WHAT TO PRODUCE
Please return, in full, each line of the records below that contains the word "black". Case counts.

STORED ROWS

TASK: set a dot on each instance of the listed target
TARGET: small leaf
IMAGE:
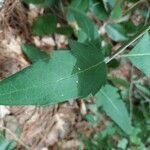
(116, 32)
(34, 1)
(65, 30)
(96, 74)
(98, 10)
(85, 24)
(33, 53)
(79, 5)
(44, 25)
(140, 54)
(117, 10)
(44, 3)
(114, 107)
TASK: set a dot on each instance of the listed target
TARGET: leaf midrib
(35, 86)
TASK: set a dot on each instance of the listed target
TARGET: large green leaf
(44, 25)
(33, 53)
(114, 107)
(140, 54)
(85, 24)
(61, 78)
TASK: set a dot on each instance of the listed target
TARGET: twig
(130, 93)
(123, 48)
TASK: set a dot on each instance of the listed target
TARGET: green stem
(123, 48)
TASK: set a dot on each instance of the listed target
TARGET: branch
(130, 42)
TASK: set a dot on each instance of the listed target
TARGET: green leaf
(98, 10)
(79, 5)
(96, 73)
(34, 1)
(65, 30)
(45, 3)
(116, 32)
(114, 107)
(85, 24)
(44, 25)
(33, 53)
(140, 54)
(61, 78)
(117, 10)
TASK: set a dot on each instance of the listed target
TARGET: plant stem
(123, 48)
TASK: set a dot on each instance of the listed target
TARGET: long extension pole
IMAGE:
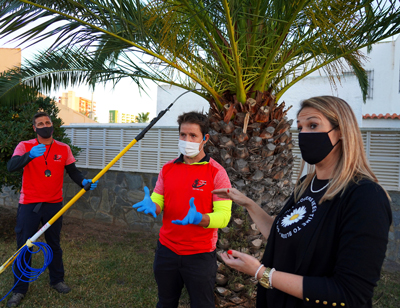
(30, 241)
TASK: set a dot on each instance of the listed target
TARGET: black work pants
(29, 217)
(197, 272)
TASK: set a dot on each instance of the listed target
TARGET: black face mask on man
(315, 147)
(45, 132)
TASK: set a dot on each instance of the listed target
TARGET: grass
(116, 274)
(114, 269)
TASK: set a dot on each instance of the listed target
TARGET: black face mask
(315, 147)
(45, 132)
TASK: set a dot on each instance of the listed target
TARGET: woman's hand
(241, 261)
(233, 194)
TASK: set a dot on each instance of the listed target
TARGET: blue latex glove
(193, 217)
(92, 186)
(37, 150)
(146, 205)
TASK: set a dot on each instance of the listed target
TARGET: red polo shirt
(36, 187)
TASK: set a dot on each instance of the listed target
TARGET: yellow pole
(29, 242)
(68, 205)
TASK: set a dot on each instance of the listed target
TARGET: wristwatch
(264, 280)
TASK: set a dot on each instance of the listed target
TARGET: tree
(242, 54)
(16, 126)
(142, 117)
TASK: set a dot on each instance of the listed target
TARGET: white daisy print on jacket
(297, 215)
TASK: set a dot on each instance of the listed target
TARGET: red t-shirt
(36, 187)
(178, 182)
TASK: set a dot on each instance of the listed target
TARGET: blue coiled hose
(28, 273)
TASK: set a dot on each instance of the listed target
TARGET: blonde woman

WORKED SOLUTION
TARGET: black work pants
TARGET: black face mask on man
TARGET: black face mask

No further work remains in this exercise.